**ARTICLE**
I was confirmed, by the Bishop of Lincoln.

caitlin (caitlin), Monday, 11 October 2004 06:21 (twenty-one years ago)

What about Holy Communion? That's a sacrament that's way more important than Confirmation (which I'm not even sure is a sacrament anyway) but we haven't even discussed that.

I took first Holy Communion both in the C of E and as a Roman Catholic. I had to get special compensation from the Bishop to do it. But I was going to a Catholic school at the time, and my mum didn't want me to feel left out because the rest of my fourth grade class were all doing Holy Communion.

Their rules about Holy Communion were all different and weird, and I got really mixed up trying to follow both of them. I think that's when I started to grow disillusioned with Christianity...

Danger Whore (kate), Monday, 11 October 2004 07:19 (twenty-one years ago)

Yeah I was baptised.
I had first communion, too. There's this crazy picture of all the kids that got first communion at the same time as I did posed at the front of the church, every one of them wearing all white, and me front and center in this extremely loud red and white pinstripe jacket that my mom had got at Goodwill or something.

Dan I. (Dan I.), Monday, 11 October 2004 07:21 (twenty-one years ago)

How weird that this thread appear when I've just spent a whole weekend deep discussion on the subject.

Some advice would be nice here.

I was christened C of E shortly after I was born. I went to two C of E schools, at the second of which I was confirmed aged about 14.

But I don't believe in God. At 14, confirmation was presented to us all as a given, something you just "do" regardless of how you actually feel. Freedom of thought was not exactly encouraged round my way - indeed it was suppressed in many areas - so it never really occurred to me to kick up a stink or object in any way.

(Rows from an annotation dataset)
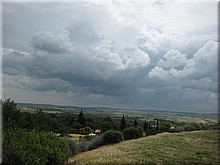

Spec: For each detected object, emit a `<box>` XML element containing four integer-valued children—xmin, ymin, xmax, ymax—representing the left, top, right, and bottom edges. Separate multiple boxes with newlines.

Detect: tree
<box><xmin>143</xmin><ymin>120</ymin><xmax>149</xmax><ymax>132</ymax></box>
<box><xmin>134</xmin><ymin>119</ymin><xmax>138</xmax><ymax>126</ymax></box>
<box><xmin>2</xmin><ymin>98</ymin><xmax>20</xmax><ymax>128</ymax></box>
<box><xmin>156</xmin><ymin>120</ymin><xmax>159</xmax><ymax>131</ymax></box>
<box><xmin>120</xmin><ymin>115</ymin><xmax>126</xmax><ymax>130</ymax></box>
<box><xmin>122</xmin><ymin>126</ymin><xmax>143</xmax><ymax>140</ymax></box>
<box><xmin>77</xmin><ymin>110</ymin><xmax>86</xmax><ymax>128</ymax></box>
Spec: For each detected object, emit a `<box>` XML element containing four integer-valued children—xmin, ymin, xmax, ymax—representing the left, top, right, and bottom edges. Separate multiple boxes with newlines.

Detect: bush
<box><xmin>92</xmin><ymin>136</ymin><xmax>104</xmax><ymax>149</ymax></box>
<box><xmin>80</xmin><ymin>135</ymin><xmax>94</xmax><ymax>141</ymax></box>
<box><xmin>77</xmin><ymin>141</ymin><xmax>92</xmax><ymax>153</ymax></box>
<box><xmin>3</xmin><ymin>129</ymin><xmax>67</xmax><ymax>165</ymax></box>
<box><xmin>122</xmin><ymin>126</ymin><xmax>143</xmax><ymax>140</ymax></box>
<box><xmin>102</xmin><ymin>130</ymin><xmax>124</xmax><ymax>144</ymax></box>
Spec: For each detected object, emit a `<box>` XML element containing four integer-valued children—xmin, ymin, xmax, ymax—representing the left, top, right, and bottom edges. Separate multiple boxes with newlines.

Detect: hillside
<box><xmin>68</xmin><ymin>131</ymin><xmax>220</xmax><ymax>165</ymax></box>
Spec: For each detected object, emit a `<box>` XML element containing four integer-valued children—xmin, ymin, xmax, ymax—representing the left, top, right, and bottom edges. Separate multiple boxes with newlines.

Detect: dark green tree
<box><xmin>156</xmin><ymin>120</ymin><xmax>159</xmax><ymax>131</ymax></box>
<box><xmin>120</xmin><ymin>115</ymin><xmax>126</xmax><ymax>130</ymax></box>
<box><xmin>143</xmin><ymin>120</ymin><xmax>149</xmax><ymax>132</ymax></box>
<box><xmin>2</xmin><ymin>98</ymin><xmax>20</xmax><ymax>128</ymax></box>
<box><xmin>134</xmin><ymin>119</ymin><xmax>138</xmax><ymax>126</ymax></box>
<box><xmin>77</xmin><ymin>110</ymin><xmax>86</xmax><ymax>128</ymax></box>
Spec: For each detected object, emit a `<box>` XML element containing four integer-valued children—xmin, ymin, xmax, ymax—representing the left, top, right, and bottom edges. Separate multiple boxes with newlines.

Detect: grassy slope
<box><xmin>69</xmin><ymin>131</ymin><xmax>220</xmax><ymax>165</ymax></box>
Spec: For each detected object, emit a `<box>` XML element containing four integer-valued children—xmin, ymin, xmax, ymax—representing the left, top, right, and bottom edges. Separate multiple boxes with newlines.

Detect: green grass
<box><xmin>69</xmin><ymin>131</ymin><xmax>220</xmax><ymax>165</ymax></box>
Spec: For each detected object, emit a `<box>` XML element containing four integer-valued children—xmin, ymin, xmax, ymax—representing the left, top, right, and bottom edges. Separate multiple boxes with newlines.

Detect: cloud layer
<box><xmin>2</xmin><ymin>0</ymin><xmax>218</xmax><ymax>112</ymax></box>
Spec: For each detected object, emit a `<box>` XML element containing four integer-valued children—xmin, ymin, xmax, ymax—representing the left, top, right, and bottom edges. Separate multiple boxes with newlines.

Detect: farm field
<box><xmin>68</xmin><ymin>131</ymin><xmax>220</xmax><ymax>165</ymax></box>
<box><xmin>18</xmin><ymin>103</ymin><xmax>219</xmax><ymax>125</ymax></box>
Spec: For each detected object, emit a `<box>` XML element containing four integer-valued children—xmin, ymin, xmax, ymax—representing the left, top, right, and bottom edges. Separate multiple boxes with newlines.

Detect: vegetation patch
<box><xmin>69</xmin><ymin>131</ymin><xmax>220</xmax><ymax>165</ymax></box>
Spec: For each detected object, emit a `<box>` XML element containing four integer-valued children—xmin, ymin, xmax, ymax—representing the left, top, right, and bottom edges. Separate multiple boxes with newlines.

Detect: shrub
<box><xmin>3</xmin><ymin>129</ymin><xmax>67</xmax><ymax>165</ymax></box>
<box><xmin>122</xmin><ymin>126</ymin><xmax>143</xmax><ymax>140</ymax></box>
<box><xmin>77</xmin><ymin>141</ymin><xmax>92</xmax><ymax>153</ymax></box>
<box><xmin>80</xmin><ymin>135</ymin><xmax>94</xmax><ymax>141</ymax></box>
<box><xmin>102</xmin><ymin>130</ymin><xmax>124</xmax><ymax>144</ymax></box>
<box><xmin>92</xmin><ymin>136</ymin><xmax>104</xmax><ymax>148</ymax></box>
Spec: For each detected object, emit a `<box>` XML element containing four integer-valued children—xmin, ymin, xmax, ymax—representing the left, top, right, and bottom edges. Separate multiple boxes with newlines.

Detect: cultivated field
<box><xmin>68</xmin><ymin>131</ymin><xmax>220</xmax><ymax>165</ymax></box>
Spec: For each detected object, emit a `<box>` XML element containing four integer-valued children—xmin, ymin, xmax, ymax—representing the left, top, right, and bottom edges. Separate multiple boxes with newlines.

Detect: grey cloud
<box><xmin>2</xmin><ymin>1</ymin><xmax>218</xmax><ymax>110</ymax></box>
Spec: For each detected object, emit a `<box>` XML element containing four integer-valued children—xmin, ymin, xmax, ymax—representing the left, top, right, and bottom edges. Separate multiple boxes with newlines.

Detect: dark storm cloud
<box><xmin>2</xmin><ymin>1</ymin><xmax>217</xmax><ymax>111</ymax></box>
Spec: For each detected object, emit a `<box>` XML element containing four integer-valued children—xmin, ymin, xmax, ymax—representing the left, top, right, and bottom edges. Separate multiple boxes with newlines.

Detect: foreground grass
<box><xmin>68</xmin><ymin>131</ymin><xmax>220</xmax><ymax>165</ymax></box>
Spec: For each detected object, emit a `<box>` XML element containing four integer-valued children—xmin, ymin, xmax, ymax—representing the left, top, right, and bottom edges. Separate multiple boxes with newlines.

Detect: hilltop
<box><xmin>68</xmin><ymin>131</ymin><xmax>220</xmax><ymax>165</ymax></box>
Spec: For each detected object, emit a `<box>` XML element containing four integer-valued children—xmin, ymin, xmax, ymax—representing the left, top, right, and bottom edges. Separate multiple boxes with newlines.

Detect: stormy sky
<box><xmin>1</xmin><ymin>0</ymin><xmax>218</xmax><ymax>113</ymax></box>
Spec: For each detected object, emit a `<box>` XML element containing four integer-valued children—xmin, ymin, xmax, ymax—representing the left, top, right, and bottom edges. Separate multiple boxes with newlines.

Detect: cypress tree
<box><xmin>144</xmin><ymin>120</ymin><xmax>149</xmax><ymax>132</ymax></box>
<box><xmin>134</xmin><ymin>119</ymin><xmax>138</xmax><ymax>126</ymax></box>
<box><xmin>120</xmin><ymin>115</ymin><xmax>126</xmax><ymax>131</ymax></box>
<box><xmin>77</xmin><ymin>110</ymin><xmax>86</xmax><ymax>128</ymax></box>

**DIRECTION**
Please quote the forum thread word for word, beginning at the words "Yeah I was baptised." and stopping after "on the subject.". You can leave the rows aside; they aren't needed.

**SOLUTION TO THIS EXERCISE**
Yeah I was baptised.
I had first communion, too. There's this crazy picture of all the kids that got first communion at the same time as I did posed at the front of the church, every one of them wearing all white, and me front and center in this extremely loud red and white pinstripe jacket that my mom had got at Goodwill or something.

Dan I. (Dan I.), Monday, 11 October 2004 07:21 (twenty-one years ago)

How weird that this thread appear when I've just spent a whole weekend deep discussion on the subject.